* Exercise objective *
Return the lines below, from the one containing "Set-play tagging: locate each instance of the green hillside" through the last line, inclusive, as a JSON list of strings, one string per line, with blank lines omitted.

* Listed records *
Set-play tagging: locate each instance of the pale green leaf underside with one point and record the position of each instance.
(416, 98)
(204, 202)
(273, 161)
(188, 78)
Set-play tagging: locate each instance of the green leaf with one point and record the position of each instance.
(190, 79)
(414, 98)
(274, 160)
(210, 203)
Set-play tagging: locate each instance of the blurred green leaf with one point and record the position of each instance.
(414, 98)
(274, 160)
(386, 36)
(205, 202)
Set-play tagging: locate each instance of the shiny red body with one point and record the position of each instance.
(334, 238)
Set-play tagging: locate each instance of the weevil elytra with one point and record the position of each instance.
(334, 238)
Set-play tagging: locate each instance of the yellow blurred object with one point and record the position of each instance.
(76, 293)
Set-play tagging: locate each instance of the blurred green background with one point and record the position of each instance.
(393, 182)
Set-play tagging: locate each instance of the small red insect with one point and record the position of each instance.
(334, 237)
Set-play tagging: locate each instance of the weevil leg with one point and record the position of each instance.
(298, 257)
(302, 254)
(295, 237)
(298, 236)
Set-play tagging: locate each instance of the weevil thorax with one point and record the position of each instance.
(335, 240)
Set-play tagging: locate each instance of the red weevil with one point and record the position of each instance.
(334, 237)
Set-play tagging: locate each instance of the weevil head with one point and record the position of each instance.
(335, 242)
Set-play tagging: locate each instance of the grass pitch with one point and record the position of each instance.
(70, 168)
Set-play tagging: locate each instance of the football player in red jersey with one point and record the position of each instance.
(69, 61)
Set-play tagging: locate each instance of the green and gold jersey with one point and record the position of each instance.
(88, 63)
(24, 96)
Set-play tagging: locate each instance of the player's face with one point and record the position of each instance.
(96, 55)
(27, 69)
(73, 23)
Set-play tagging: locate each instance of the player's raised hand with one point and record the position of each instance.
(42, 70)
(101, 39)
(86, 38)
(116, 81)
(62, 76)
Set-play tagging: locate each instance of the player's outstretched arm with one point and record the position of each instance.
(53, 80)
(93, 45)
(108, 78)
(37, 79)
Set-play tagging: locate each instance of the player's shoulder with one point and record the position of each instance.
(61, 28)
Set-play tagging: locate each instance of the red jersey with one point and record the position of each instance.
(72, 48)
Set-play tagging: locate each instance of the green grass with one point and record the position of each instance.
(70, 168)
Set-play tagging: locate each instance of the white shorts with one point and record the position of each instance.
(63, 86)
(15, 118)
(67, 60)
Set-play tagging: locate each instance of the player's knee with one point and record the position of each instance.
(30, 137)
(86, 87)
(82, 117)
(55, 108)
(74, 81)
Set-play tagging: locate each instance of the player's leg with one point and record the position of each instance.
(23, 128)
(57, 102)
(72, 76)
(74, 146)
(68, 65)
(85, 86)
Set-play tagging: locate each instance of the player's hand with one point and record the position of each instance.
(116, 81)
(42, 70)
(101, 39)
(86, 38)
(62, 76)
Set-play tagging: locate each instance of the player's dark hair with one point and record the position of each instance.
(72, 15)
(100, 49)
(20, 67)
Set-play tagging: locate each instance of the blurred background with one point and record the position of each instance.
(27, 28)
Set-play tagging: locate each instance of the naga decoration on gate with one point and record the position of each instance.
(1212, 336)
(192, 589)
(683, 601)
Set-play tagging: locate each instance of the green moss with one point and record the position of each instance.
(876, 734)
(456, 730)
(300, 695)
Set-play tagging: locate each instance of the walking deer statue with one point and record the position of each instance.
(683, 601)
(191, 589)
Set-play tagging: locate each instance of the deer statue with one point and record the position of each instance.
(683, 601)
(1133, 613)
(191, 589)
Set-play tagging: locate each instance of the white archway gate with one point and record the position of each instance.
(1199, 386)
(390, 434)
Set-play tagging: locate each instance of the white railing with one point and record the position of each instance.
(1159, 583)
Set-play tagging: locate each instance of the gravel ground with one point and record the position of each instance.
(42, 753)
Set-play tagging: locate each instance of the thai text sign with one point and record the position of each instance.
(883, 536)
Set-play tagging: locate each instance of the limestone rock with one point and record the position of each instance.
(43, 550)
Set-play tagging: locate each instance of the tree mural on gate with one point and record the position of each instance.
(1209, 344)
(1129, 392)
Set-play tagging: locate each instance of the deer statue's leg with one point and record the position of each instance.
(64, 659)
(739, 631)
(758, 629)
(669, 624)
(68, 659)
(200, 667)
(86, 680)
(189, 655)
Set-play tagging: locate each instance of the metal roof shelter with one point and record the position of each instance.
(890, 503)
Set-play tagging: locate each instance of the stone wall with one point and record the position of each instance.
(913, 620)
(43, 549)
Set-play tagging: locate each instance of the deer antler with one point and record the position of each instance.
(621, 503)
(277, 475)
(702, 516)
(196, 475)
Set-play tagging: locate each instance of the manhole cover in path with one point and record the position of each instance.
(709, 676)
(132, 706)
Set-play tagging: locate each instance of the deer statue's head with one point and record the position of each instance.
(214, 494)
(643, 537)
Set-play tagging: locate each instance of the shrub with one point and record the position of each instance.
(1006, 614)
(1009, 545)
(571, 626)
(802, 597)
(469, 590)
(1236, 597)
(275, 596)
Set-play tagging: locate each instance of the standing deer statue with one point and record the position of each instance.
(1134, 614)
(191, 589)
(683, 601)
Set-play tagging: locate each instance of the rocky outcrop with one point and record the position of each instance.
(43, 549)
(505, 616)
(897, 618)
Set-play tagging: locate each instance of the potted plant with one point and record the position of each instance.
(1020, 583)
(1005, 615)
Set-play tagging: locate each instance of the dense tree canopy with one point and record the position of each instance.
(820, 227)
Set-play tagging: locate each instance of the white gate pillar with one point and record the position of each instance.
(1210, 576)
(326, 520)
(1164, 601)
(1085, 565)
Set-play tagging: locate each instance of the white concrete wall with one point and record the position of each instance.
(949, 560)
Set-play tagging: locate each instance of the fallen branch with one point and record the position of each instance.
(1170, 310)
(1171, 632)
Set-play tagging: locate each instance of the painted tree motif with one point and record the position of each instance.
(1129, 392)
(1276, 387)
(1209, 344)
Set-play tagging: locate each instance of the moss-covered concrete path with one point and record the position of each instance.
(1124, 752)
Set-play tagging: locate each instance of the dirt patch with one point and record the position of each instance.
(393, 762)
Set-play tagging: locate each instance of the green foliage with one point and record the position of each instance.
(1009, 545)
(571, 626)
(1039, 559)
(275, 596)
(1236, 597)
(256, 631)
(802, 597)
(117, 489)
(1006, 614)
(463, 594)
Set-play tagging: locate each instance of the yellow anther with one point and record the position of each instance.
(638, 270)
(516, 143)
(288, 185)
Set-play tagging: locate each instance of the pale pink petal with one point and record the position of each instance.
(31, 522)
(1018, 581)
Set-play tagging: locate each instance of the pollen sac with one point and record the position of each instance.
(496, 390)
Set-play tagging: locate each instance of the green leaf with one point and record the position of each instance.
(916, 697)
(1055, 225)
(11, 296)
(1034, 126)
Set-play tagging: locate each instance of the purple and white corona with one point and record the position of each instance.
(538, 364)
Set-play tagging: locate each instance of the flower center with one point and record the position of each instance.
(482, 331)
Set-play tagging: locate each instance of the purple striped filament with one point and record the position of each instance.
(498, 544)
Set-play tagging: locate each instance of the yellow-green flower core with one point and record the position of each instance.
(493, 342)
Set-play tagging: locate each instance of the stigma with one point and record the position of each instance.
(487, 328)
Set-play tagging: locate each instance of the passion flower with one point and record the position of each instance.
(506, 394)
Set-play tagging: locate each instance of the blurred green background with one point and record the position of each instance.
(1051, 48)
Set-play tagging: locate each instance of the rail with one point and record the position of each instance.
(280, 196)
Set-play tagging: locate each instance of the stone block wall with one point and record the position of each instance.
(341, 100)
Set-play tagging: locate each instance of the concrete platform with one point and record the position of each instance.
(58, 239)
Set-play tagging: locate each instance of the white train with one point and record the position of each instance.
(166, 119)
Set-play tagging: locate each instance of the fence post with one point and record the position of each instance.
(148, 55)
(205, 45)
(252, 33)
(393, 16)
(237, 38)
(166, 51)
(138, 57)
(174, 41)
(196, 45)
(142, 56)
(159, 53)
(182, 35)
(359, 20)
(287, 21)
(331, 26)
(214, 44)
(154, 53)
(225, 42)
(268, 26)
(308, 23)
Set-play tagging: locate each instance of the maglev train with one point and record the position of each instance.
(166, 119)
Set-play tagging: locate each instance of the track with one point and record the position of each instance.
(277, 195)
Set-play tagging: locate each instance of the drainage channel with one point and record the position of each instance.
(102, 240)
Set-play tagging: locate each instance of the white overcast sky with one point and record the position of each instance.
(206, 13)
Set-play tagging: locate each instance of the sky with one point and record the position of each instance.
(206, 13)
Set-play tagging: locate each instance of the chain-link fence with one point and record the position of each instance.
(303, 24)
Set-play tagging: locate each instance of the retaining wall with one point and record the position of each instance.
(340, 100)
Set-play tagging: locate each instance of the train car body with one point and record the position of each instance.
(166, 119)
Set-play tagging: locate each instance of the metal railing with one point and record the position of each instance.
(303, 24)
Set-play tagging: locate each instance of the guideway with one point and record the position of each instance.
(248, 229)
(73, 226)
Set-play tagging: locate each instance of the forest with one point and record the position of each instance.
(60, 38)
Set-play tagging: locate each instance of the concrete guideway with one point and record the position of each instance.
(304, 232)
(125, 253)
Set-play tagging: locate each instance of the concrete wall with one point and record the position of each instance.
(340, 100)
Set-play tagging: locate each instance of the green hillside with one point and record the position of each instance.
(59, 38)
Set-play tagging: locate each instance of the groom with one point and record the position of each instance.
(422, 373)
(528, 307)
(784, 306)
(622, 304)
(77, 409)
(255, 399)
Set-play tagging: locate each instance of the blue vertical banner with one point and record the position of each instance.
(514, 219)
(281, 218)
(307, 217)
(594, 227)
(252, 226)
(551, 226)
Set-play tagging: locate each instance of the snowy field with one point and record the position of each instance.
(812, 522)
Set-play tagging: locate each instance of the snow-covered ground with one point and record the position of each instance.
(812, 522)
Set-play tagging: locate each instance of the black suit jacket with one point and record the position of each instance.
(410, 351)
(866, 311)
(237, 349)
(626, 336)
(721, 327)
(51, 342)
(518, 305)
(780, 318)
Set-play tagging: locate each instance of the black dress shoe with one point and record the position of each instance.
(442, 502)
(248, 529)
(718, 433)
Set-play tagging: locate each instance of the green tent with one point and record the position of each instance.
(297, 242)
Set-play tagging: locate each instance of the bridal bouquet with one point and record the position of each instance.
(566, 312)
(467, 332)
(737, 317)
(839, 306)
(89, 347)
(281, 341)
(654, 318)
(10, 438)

* Written response *
[
  "Set-play tagging: locate each instance of the green hillside with one point and record the position of each instance.",
  "(59, 38)",
  "Set-play tagging: locate each instance of the groom with one point and record the position of each instance.",
  "(422, 373)",
  "(528, 307)",
  "(784, 306)",
  "(622, 304)",
  "(77, 409)",
  "(255, 399)",
  "Set-play tagging: locate each instance of the blue vertical banner with one point and record the position of each instance.",
  "(514, 219)",
  "(281, 218)",
  "(307, 217)",
  "(594, 227)",
  "(252, 226)",
  "(551, 226)",
  "Set-play tagging: locate each instance of the snowy field with one point and record the position of each instance.",
  "(812, 522)",
  "Set-play tagging: locate each instance of the snow-covered ground with one point and record the position of each instance.",
  "(812, 522)",
  "Set-play tagging: locate each instance of the black suit jacket with one point and record the position of each instance.",
  "(410, 351)",
  "(866, 311)",
  "(237, 349)",
  "(626, 336)",
  "(721, 327)",
  "(51, 342)",
  "(518, 305)",
  "(780, 318)",
  "Set-play tagging: locate each instance of the black dress shoe with one point and record the position of each instance.",
  "(442, 502)",
  "(248, 529)",
  "(718, 433)",
  "Set-play tagging: locate each instance of the green tent with one point and record the position of each instance.",
  "(297, 242)",
  "Set-play tagging: locate each instance of the bridal bouquet with one point and record the position of each instance.",
  "(566, 312)",
  "(467, 332)",
  "(737, 317)",
  "(839, 306)",
  "(89, 347)",
  "(281, 341)",
  "(654, 318)",
  "(10, 438)"
]